* Source document:
>>>
Security
OWASP Top 10: free-recall review
Retrieval beats re-reading. For each prompt, say or write a full answer from memory before you open the model answer — the effort of recall is what makes the material stick when you are reviewing real code.
Reconstruct the unit’s spine — why Broken Access Control is #1, what deny-by-default means in code, the cause-over-symptom reframing, the design-era categories, and how SSRF is defended — without looking back at the lesson.
- 01Why did Broken Access Control jump to #1 in 2021, and what does 'deny by default' mean in code?
- 02Explain the cause-over-symptom reframing in 2021 using Sensitive Data Exposure as the example.
- 03What is Insecure Design (A04), how is it different from a coding bug, and why can't you patch it away?
- 04What is SSRF (A10), why did it rank despite thin data, and how do you defend against it?
- 05Why are 'Vulnerable & Outdated Components' (A06) your problem, and what process keeps the category from drifting?
<<<
* Data extract:
>>>
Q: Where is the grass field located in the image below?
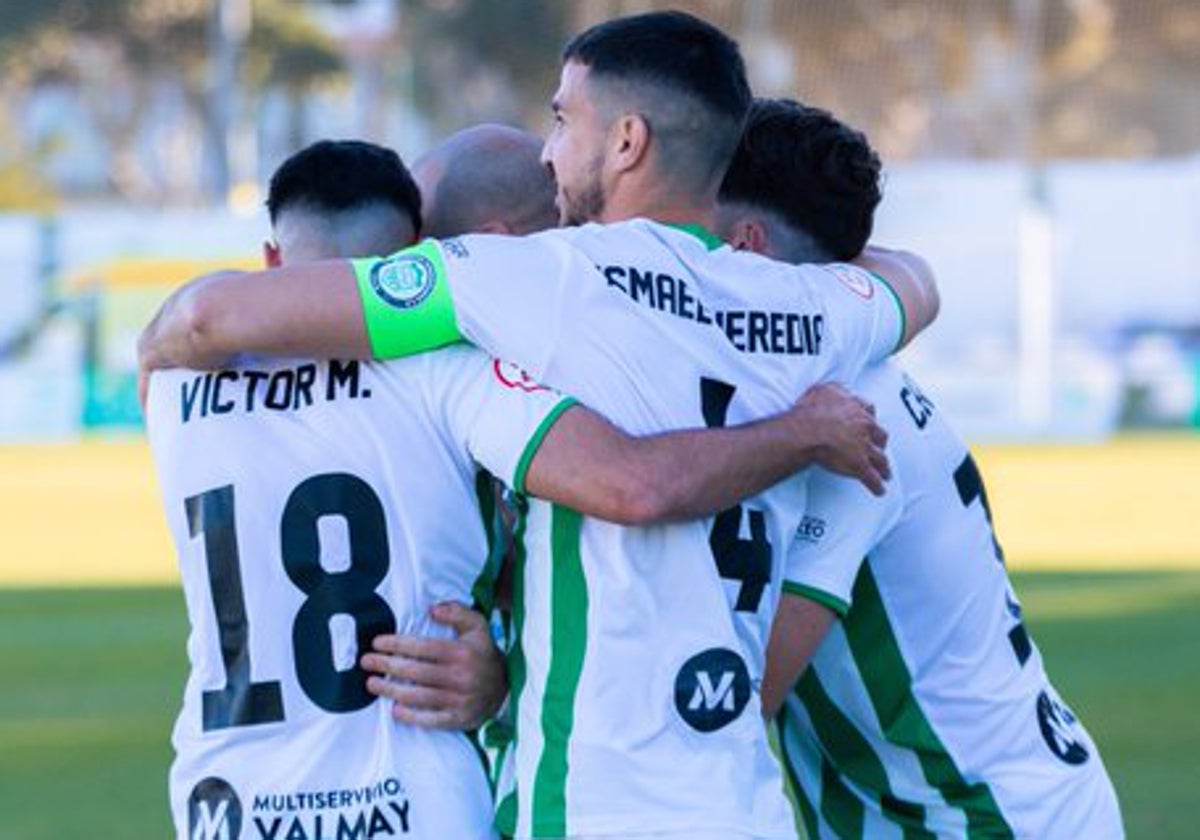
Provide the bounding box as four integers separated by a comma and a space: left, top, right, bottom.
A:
<<<
* Questions:
(a) On the OWASP review page, what category label is given to SSRF?
(b) Write out everything on the OWASP review page from "- 02Explain the" down to "category from drifting?".
Draw only on the OWASP review page, with no outside knowledge.

* Answers provided:
(a) A10

(b)
- 02Explain the cause-over-symptom reframing in 2021 using Sensitive Data Exposure as the example.
- 03What is Insecure Design (A04), how is it different from a coding bug, and why can't you patch it away?
- 04What is SSRF (A10), why did it rank despite thin data, and how do you defend against it?
- 05Why are 'Vulnerable & Outdated Components' (A06) your problem, and what process keeps the category from drifting?